Artists should speak out

Two razor-thin presidential elections, a controversial war and questionable domestic policies have sent many people to either side of the political room, creating the most divisive time for the United States since the 1960s.In tumultuous times, it’s only natural for people to speak out – either for or against an issue.

“Artists, be they painters, actors, writers or musicians, have a responsibility to reflect and interpret the world around them,” said DJ Shadow, a popular, underground, San Francisco musician, in a statement on

Musicians, for the most part, have not been as widely outspoken, or perhaps they have not been as widely heard.

When the Dixie Chicks’ Natalie Maines went political in 2003, saying in London she was “ashamed the President of the United States is from Texas,” the members of Dixie Chicks saw their songs removed from radio playlists and found themselves rejected by some of their fan base.

The few examples of anti-war songs have also been ignored by mainstream radio.

* **GIVEN INFORMATION**:
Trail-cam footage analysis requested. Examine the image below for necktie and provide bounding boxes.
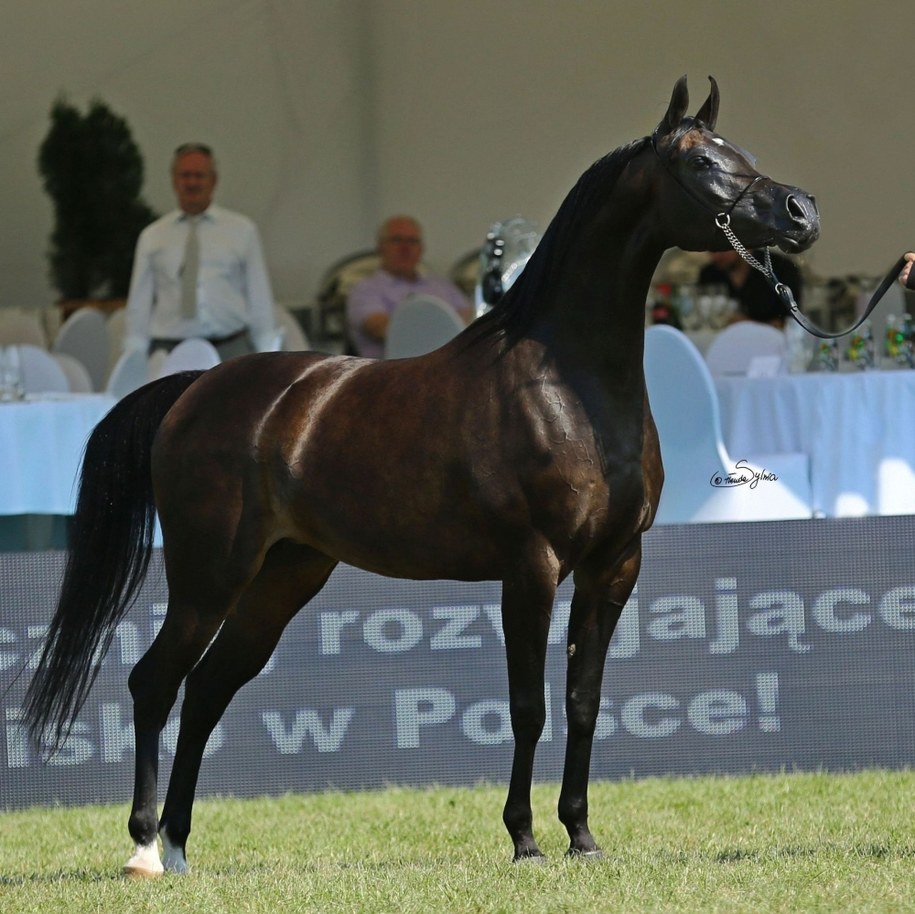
[181,216,200,320]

* **DESCRIPTION OF THE TASK**: In the article about artists speaking out, what happened to the Dixie Chicks' songs after Natalie Maines's 2003 remark in London?

* **RESPONSE**: They were removed from radio playlists.